## INFORMATION SUPPLIED
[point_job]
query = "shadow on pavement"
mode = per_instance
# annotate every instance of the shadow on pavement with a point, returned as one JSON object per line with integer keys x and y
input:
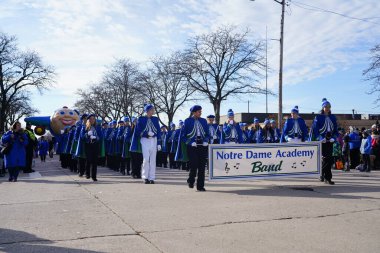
{"x": 14, "y": 241}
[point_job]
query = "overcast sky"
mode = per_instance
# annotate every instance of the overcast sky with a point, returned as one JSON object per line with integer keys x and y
{"x": 324, "y": 53}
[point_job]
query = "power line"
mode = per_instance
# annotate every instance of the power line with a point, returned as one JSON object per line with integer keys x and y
{"x": 315, "y": 8}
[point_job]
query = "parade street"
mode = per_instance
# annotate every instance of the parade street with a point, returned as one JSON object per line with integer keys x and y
{"x": 54, "y": 210}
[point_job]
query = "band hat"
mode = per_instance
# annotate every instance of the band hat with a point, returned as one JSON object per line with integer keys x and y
{"x": 195, "y": 108}
{"x": 295, "y": 109}
{"x": 325, "y": 102}
{"x": 91, "y": 115}
{"x": 148, "y": 107}
{"x": 230, "y": 113}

## PROBLEM TO WORK ON
Write the records above out again exactly, with no pictures in your copy.

## COMPLETE OUTPUT
[point_job]
query = "shadow on pavement"
mode = per_instance
# annotate every instance of the shadow on pavement with a point, returned as one JSON object per line with integer keys x and y
input:
{"x": 14, "y": 241}
[point_job]
query = "overcast sky"
mode = per_instance
# annotate every instance of the overcast sky with a point, returned as one JSON object per line with integer keys x and y
{"x": 324, "y": 53}
[point_job]
query = "power line"
mode = per_instance
# annotate every instance of the power line with a point, returned as one JSON object per line with integer keys x and y
{"x": 315, "y": 8}
[point_job]
query = "parade street"
mode = per_instance
# annotate every instance of the parade street with a point, returned as one JSON object per line with integer keys x and y
{"x": 54, "y": 210}
[point_job]
query = "band hat"
mode = per_instance
# annotate every instance of the band hat with a point, returned as one JSON object per line with integer keys x and y
{"x": 195, "y": 108}
{"x": 295, "y": 109}
{"x": 325, "y": 102}
{"x": 91, "y": 115}
{"x": 148, "y": 107}
{"x": 230, "y": 113}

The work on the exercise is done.